:: Action item ::
Retype all of the entries word for word.

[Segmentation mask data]
---------------

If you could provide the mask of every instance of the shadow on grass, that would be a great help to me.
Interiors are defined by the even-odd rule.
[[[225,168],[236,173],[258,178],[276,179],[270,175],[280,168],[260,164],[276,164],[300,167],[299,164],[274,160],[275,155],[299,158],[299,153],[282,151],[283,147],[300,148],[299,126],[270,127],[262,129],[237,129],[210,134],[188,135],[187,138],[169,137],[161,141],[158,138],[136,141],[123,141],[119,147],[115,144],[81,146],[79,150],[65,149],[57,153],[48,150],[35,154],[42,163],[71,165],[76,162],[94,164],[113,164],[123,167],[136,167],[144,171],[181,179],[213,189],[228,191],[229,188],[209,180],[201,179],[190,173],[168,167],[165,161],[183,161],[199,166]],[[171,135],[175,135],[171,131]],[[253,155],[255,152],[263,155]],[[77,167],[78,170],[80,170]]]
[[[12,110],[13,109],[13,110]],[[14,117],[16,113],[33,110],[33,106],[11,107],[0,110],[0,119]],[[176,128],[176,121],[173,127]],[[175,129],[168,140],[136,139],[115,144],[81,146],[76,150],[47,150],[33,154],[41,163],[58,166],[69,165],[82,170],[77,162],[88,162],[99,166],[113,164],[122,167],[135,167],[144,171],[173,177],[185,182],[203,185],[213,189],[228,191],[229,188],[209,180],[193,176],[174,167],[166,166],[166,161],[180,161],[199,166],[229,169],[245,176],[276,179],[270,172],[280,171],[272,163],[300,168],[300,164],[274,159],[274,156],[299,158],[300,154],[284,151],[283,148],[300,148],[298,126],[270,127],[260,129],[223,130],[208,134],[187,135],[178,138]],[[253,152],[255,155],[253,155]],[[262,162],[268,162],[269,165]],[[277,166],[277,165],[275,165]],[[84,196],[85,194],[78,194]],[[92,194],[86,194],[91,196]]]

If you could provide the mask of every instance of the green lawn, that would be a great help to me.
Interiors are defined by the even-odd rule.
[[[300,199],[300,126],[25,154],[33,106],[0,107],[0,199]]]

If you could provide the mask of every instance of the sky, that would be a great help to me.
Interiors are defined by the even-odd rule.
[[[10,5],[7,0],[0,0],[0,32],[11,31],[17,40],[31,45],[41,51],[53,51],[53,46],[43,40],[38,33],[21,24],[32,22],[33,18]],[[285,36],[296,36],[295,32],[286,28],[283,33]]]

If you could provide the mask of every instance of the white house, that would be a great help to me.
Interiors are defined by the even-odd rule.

---------------

:: Answer space ::
If you could provide the mask of every instance of the shadow on grass, that would be a great help to me.
Interiors are defined by the even-odd rule.
[[[225,168],[236,173],[258,178],[276,179],[270,175],[280,168],[260,164],[276,164],[300,167],[299,164],[274,160],[275,155],[299,158],[299,153],[282,151],[283,147],[300,148],[299,126],[270,127],[262,129],[237,129],[210,134],[188,135],[187,138],[169,137],[161,141],[158,138],[136,141],[123,141],[119,147],[115,144],[81,146],[79,150],[65,149],[57,153],[48,150],[35,154],[42,163],[71,165],[76,162],[94,164],[113,164],[123,167],[136,167],[144,171],[181,179],[213,189],[228,191],[229,188],[209,180],[201,179],[190,173],[168,167],[165,161],[183,161],[199,166]],[[171,135],[175,135],[171,131]],[[253,155],[255,152],[263,155]],[[77,167],[78,170],[80,170]]]
[[[12,110],[13,109],[13,110]],[[14,117],[16,113],[33,110],[33,106],[11,107],[0,110],[0,119]],[[176,128],[176,121],[173,127]],[[175,129],[168,140],[136,139],[115,144],[81,146],[76,150],[47,150],[33,154],[41,163],[58,166],[69,165],[82,170],[77,162],[88,162],[99,166],[113,164],[122,167],[135,167],[144,171],[173,177],[185,182],[203,185],[213,189],[228,191],[229,188],[209,180],[193,176],[174,167],[166,166],[166,161],[180,161],[199,166],[229,169],[245,176],[276,179],[270,172],[280,171],[272,163],[300,168],[300,164],[274,159],[274,156],[299,158],[300,154],[284,151],[283,148],[300,148],[298,126],[270,127],[260,129],[223,130],[208,134],[187,135],[178,138]],[[253,152],[255,155],[253,155]],[[262,162],[268,162],[269,165]],[[277,166],[277,165],[275,165]],[[84,196],[85,194],[78,194]],[[92,194],[86,194],[91,196]]]

If you could provide the mask of every instance of the green lawn, that would be a great help to me.
Interiors are defined by the even-odd rule.
[[[300,199],[300,126],[25,154],[33,106],[0,107],[0,199]]]

If you could provide the mask of every instance of the sky, that would be a great help to me.
Interiors are defined by the even-odd rule.
[[[10,5],[7,0],[0,0],[0,32],[11,31],[17,40],[31,45],[41,51],[53,51],[53,46],[43,40],[38,33],[21,24],[32,22],[33,18]],[[285,36],[296,36],[295,32],[286,28],[283,33]]]

If you could provide the mask of every instance of the white house, that would be a great help to me.
Interiors are defined by the even-odd rule.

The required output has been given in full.